* WHAT THE EXERCISE ASKS
Extract verbatim the lines of the entries below, from the line containing "Pick out each instance of the groom with" up to and including the line containing "x=230 y=226".

────────

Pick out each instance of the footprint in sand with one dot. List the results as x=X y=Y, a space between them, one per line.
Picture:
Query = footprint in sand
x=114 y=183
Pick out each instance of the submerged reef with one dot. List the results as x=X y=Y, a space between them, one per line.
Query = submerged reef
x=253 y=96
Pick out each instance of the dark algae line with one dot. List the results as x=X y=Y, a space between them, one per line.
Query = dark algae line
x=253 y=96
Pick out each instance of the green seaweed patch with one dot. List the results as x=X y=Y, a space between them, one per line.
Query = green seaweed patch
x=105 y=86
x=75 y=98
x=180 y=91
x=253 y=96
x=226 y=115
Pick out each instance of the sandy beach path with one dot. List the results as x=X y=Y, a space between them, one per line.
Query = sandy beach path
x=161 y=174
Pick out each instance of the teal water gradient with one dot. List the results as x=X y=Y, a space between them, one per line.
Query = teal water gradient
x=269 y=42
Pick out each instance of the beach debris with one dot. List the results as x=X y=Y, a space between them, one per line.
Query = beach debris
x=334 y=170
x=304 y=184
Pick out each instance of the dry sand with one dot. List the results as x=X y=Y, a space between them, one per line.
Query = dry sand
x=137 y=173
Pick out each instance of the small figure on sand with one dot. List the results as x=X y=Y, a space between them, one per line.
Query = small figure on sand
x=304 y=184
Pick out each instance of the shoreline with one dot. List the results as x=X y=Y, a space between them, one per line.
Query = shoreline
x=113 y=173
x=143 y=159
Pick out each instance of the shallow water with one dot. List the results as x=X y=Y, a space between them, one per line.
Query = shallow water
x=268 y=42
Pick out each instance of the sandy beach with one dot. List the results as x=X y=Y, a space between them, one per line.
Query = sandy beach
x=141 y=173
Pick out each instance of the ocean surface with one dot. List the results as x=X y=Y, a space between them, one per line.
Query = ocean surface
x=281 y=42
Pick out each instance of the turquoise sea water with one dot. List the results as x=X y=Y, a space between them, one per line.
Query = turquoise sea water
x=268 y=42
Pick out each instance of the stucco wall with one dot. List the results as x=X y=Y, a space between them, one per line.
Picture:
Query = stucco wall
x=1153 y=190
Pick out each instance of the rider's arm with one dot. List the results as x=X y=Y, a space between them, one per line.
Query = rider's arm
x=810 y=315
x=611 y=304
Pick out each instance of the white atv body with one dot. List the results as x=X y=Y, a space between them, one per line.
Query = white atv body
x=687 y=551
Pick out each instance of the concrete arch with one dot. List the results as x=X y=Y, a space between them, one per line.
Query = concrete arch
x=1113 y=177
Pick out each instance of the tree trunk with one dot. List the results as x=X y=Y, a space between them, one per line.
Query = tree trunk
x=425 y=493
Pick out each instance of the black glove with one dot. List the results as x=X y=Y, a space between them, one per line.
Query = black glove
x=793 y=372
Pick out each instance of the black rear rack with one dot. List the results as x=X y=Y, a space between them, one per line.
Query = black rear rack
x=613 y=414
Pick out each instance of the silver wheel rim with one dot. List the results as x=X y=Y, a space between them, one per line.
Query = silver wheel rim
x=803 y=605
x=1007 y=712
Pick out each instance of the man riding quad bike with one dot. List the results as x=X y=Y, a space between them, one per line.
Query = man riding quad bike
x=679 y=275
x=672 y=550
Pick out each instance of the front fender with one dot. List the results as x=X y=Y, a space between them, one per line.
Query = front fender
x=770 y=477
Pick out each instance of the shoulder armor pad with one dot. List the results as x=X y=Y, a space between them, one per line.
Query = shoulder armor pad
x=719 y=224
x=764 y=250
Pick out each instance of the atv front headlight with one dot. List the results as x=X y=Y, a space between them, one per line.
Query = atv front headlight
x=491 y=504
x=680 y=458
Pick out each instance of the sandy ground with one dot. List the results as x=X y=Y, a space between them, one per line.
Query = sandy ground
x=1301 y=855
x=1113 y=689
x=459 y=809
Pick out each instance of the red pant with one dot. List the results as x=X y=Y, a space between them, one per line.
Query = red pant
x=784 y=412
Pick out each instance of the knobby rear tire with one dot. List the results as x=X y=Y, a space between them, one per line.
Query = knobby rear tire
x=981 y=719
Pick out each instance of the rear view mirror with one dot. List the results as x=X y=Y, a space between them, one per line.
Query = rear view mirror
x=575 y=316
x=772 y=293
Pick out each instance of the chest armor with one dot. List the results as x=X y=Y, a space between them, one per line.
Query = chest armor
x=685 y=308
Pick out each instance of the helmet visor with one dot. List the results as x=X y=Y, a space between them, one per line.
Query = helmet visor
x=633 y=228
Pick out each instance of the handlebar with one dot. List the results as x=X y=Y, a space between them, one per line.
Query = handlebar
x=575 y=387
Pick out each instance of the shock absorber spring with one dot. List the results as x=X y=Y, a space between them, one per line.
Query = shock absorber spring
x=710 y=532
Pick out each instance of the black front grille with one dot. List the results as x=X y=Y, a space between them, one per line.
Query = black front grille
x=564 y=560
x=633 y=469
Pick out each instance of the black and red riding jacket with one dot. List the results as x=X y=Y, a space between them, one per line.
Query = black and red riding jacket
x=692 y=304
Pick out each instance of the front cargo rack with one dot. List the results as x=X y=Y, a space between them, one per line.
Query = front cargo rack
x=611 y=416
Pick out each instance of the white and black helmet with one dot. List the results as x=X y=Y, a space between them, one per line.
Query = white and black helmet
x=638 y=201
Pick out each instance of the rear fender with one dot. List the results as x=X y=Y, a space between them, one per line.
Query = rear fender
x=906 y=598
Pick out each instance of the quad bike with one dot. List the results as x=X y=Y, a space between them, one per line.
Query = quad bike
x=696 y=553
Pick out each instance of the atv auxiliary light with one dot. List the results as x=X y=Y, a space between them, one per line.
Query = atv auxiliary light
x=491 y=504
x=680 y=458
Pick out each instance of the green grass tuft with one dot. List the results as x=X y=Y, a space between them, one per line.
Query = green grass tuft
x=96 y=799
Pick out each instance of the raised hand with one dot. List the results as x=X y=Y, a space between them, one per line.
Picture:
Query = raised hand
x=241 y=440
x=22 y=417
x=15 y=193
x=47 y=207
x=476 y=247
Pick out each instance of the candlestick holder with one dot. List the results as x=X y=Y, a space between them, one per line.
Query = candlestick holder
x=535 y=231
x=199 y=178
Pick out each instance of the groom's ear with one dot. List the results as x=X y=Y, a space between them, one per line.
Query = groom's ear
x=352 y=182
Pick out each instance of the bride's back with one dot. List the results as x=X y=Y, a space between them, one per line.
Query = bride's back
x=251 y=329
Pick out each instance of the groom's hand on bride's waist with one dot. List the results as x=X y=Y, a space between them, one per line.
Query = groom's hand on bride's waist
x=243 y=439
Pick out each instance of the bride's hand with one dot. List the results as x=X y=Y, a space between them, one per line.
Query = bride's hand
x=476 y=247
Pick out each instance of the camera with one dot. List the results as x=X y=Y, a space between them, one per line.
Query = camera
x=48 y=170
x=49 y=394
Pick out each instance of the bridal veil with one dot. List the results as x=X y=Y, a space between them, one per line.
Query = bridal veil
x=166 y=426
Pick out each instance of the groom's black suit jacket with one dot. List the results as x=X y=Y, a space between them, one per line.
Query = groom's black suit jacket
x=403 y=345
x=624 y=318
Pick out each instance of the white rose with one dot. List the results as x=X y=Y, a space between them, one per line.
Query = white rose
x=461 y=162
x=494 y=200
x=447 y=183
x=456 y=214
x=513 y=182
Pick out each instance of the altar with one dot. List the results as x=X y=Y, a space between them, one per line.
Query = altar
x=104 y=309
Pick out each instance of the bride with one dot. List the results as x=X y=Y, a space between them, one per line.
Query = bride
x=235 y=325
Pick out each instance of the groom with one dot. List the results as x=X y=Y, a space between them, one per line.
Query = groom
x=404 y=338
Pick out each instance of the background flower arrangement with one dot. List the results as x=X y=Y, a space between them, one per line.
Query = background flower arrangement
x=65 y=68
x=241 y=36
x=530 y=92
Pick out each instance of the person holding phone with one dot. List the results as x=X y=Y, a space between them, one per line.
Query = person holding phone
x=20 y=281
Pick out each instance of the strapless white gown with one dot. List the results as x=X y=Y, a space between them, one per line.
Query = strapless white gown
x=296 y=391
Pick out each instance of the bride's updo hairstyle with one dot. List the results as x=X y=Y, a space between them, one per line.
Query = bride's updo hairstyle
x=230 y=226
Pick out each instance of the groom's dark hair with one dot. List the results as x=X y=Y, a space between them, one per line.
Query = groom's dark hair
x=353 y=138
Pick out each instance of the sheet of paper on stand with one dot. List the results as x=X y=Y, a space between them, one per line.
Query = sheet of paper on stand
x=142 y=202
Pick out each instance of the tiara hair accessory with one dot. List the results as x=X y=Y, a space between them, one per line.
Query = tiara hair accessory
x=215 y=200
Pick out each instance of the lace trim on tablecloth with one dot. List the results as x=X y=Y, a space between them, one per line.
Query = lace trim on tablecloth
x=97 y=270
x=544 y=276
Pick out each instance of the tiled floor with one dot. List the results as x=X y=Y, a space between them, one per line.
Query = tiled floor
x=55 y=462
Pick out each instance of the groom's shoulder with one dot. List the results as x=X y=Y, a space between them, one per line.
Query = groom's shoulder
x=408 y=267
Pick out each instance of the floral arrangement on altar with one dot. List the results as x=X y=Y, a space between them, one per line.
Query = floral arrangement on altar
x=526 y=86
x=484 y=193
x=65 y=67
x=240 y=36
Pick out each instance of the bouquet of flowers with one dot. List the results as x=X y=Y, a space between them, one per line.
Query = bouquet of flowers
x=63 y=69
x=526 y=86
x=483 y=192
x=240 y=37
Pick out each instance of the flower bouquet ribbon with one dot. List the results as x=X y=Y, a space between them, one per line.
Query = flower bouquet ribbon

────────

* REPLY
Pick out each instance of the groom with one dot. List the results as x=X y=Y, a space between them, one per line.
Query = groom
x=404 y=338
Pick out each instance of the background flower arrangement with one dot. List the results as x=X y=Y, a space between them, one per line.
Query = background flower arrangement
x=65 y=68
x=241 y=36
x=530 y=92
Pick out each instance of the person holding phone with one dot. List the results as x=X y=Y, a space between them, one per line.
Query = person holding phone
x=20 y=281
Pick out each instance of the strapless white gown with one dot. List the results as x=X y=Y, a space between them, one per line.
Query = strapless white gown
x=296 y=391
Pick out each instance of the bride's updo hairstyle with one dot. List the results as x=X y=Y, a space between them, one per line.
Query = bride's updo hairstyle
x=230 y=226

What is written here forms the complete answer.